◆ Requirement
Reproduce all of the data word for word.

------------------------------------------------------------

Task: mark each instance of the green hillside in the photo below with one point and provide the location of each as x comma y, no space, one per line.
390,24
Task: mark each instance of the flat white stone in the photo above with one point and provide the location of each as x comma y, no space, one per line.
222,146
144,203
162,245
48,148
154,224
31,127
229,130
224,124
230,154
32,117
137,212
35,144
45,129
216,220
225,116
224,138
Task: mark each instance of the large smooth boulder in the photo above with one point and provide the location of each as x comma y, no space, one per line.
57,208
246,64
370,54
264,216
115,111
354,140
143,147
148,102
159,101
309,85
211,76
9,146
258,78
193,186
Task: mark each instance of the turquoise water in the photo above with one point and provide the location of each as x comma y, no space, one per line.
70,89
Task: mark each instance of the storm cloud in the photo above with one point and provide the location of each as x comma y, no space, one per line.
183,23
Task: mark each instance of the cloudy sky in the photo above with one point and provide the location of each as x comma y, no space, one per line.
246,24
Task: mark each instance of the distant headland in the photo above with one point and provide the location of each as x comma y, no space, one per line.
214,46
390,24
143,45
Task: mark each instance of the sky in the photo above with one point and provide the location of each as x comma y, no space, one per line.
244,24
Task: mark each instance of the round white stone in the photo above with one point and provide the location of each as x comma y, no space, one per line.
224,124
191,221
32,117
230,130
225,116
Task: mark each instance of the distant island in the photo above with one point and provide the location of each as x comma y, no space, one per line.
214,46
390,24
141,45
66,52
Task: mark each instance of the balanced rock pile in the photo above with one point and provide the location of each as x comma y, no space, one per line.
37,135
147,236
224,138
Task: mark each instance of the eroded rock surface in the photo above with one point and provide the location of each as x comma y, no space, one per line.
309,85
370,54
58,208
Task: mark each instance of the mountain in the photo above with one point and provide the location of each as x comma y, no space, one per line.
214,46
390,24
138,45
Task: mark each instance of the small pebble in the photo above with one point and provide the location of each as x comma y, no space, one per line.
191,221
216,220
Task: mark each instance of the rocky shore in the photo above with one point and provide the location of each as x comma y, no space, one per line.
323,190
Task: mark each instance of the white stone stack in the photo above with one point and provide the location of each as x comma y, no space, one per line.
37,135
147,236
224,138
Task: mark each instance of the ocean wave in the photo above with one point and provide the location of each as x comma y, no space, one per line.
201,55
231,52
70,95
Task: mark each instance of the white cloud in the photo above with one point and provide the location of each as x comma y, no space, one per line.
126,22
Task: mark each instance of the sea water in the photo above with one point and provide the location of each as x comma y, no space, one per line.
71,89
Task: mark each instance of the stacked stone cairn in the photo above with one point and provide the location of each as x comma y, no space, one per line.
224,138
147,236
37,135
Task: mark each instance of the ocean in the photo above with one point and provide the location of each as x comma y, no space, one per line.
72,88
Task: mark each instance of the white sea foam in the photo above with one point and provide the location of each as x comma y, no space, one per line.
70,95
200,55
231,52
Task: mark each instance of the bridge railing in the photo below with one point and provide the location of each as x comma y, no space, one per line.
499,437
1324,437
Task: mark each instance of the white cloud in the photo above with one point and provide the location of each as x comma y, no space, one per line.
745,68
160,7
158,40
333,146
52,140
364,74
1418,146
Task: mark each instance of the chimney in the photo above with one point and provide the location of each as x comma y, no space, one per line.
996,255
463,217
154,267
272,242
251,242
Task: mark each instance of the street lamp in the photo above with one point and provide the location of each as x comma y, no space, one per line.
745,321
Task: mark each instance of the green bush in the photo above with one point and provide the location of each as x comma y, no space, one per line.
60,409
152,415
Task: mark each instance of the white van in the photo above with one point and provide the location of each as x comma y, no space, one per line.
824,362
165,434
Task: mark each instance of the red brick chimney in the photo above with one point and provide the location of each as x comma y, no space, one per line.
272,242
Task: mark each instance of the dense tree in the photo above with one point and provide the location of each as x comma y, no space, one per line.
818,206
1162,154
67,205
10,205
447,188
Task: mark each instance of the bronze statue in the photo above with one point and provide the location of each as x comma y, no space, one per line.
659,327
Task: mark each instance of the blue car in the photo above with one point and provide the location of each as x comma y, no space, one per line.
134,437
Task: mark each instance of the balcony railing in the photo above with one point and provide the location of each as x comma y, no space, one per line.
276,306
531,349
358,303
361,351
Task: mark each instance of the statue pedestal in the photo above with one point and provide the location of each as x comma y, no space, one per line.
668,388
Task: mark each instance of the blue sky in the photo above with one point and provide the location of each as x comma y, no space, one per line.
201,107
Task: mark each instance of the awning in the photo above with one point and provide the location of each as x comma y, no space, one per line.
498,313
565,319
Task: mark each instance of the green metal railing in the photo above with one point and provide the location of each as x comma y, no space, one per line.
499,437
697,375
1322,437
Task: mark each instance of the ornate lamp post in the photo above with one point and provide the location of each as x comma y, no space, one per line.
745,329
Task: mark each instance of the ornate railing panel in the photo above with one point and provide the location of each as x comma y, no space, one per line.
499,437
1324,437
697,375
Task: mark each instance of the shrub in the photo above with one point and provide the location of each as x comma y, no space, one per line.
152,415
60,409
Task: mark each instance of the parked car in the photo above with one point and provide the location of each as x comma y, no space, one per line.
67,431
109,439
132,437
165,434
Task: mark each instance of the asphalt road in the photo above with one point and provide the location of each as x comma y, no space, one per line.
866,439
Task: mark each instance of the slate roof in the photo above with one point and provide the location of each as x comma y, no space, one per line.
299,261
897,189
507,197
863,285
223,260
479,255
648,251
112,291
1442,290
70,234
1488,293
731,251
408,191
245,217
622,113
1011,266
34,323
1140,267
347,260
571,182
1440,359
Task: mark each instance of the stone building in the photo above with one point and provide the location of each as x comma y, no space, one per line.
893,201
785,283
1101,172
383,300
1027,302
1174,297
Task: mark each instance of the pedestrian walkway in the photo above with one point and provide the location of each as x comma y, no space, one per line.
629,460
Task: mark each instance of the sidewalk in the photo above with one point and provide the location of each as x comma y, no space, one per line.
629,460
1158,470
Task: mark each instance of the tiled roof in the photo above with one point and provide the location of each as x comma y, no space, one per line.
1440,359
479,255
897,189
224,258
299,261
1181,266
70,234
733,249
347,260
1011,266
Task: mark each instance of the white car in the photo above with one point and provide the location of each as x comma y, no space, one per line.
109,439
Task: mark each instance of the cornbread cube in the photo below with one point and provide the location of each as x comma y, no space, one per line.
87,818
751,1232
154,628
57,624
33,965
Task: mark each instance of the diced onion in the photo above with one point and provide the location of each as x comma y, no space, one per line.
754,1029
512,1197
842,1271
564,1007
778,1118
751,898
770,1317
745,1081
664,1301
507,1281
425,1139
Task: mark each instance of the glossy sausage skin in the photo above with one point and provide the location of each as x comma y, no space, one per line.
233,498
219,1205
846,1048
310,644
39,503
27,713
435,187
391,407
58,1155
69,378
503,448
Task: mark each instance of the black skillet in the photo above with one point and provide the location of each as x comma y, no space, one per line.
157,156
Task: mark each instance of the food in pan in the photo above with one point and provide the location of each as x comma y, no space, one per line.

------------------------------------------------------------

◆ Exercise response
Task: mark each instance of the green hillside in the photo below with one point and provide the location of each as x comma y, no space, one per line.
390,24
Task: mark each instance of the flat white stone in the photo above with one point and provide the location of each as x comma y, no space, one per line.
222,146
144,203
162,245
48,148
154,224
31,127
229,130
224,124
230,154
32,117
137,212
35,144
45,129
216,220
225,116
224,138
Task: mark each instance of the large smooth boulder in the photo above with one point and provide the location of each as x comma y, no space, one per line.
57,208
246,64
370,54
264,216
115,111
354,140
143,147
148,102
159,101
309,85
211,76
9,146
258,78
193,186
Task: mark each instance of the turquoise water in the photo above with one point and provide the location of each as x comma y, no space, one per line.
70,89
Task: mark each instance of the storm cloud in the photo above with one point and provide the location of each as x comma y, no space, one per line.
183,23
Task: mark each instance of the cloudy sky in the photo above with one point and provide the location of each as x comma y, no space, one per line.
246,24
Task: mark each instance of the distant headland in the photo above with one point and provide the location of each as x comma y, no space, one per line.
214,46
390,24
143,45
Task: mark each instance of the sky in the photo above with one point and provide the location of each as x comma y, no space, one per line.
244,24
Task: mark each instance of the round white stone in the photo above with one point and provide the location of each as x comma y, no space, one per line.
224,124
191,221
32,117
230,130
225,116
Task: mark each instance of the distant island in the photo above with one point and provide the location of each as x comma y, no space, one per line.
214,46
390,24
141,45
66,52
Task: mark each instance of the balanced rock pile in the photo above with one point and provide the location of each as x comma y, no space, one per line.
37,135
147,236
224,138
Task: mark each instance of the eroded rock surface in the photo above with one point and provide the location of each as x comma y, no space, one per line.
309,85
370,54
58,208
Task: mark each instance of the mountain in the photo above with one point and provide the location of each as x comma y, no space, one per line.
214,46
390,24
138,45
Task: mark each instance of the small pebble in the photo above with one point and provide the location of each as x comma y, no space, one per line.
191,221
216,220
Task: mark each instance of the rocky shore in the photo above with one point and provide the location of each as x comma y, no space, one per line.
323,190
Task: mark each instance of the white stone stack in the photo above with one point and provide the location of each as x comma y, no space, one per line.
37,135
147,236
224,138
Task: mark each instance of the ocean wave in the photo above with one point and provide the location of each as x comma y, no space, one per line.
201,55
231,52
70,95
Task: mark each instance of the white cloud in the photo above with one point and provide the location of each as x comma y, no space, one per line.
126,22
Task: mark each instance of the sea water in the photo above with one point and provide the location of each as x comma y, no space, one per line.
71,89
Task: mark each instance of the stacked stone cairn in the photo above with one point and provide the location of each as x comma y, no space, one per line.
224,138
147,236
37,135
Task: mark each instance of the ocean in the photo above with one point and provide the location of each as x comma y, no space, one per line.
72,88
Task: mark each instance of the white sea foam in the photo above with one point and provide the location of each as x comma y, no space, one per line.
70,95
200,55
231,52
Task: mark each instance of the bridge railing in the photo below with one point and provide the location of each as x comma y, no space, one per line.
499,437
1324,437
Task: mark each instance of the white cloud in the photo above with one point and provide the location of each as x comma y, no space, one per line.
745,68
160,7
158,40
333,146
52,140
364,74
1418,146
Task: mark each instance of the chimney in the photo above with one point and provide the location of each as x comma y, no space, one per line.
996,255
463,217
154,267
272,242
251,242
Task: mark each instance of the street lamp in the photo above with one point and provide the location of each as x comma y, no space, one per line.
745,321
Task: mark each instance of the green bush in the photo above with one point and provide the location of each as x comma y, no space, one per line.
60,409
152,415
Task: mark each instance of the white van in the photo above with one point and provide the location of each as x comma y, no space, one per line.
824,362
165,434
Task: mark each instance of the red brick chimney in the photo above with one point and provide the location of each as x comma y, no space, one per line.
272,242
Task: mark each instance of the dense tree in the photo above with one point and provide the location of each as x comma y, no space, one per line.
818,206
1162,154
67,205
10,205
447,188
Task: mark each instance of the bronze statue in the photo above with one point and provide the location of each as x comma y, no space, one per line.
659,327
Task: mark each instance of the blue car in the photo above with one point and provide the location of each as x comma y, no space, one per line.
134,437
Task: mark each instance of the balcony railing in the photo above with one point and provide the location of each as x comma y, no space, one per line.
276,306
531,349
358,303
361,351
Task: mark each instance of the statue pedestal in the photo above with one point and provide the location of each as x comma y, no space, one per line.
668,388
Task: mark each instance of the blue sky in the photo above with one point and provide the location of each as x comma y, no space, one per line.
201,107
Task: mark each instance of the awning in the photo above with one point and provide the location of each as x comma y, no space, one per line.
498,313
565,319
Task: mark each instance of the green metal railing in the photo above with one point and provide the location of each as x comma y, no space, one per line.
499,437
697,375
1322,437
Task: mark each instance of the ornate lamp post in the photo above with one point and provide the location of each as x comma y, no space, one per line.
745,329
Task: mark each instance of the ornate railing panel in the photo above with one point and provide the location of each as x comma y, no space, one per line.
499,437
1324,437
697,375
Task: mark each instance of the shrub in the photo above with one point and provide the location of each as x comma y, no space, one per line.
152,415
60,409
Task: mark each instance of the parked car in the photo above with one point and provide the location of each as x comma y, no space, one per line.
67,431
109,439
132,437
165,434
Task: mark each instance of the asphalt road in the photo above with one point and provide the location of each as x comma y, no space, one per line.
866,439
Task: mark each instance of the slate roof in the photo above with one point and provide the location of each as x comma y, no space, one per line.
299,261
897,189
507,197
863,285
223,260
479,255
648,251
112,291
1442,290
70,234
1488,293
731,251
408,191
245,217
622,113
1011,266
34,323
1140,267
347,260
571,182
1440,359
Task: mark each instance of the stone building in the photo above with one point and provide the location of each as x comma y, no space, one per line.
893,201
785,283
1101,172
383,300
1027,302
1174,297
Task: mark each instance of the pedestrian walkway in the photo above with one point and provide the location of each as x comma y, no space, one per line.
629,460
Task: mark each instance of the sidewalk in the photo above with one point and provide the location of each as x comma y, no space, one per line.
629,460
1158,470
Task: mark each instance of the tiled roof in the photo above with one point and provide the location of each as x comma y, no space, one per line.
1440,359
479,255
897,189
224,258
299,261
1181,266
70,234
733,249
347,260
1011,266
Task: mark each instance of the white car in the photo above with one point and provide the location of each as x comma y, no space, one per line.
109,439
Task: mark each instance of the cornbread cube in the photo below with one point and provide the location of each as x comma y, no space, one per line.
87,818
751,1232
154,628
57,624
33,965
Task: mark each instance of the diced onion in the photo above with one point and provide the location of each as x comma y, no space, one per line.
754,1029
512,1197
842,1271
564,1007
778,1118
751,898
770,1317
745,1081
664,1301
507,1281
425,1139
Task: mark each instance of the glossy sausage skin in the photo above with one point and provide the location of each as x comma y, no space, one per line.
233,498
219,1205
846,1048
310,644
39,503
27,713
435,187
391,407
58,1155
69,378
503,448
Task: mark each instance of the black skillet in the photo above with one point and provide the location of each as x comma y, no space, one per line.
157,156
Task: mark each instance of the food in pan in the photo above with one point and provide the location of each as x comma y, no space, one per line.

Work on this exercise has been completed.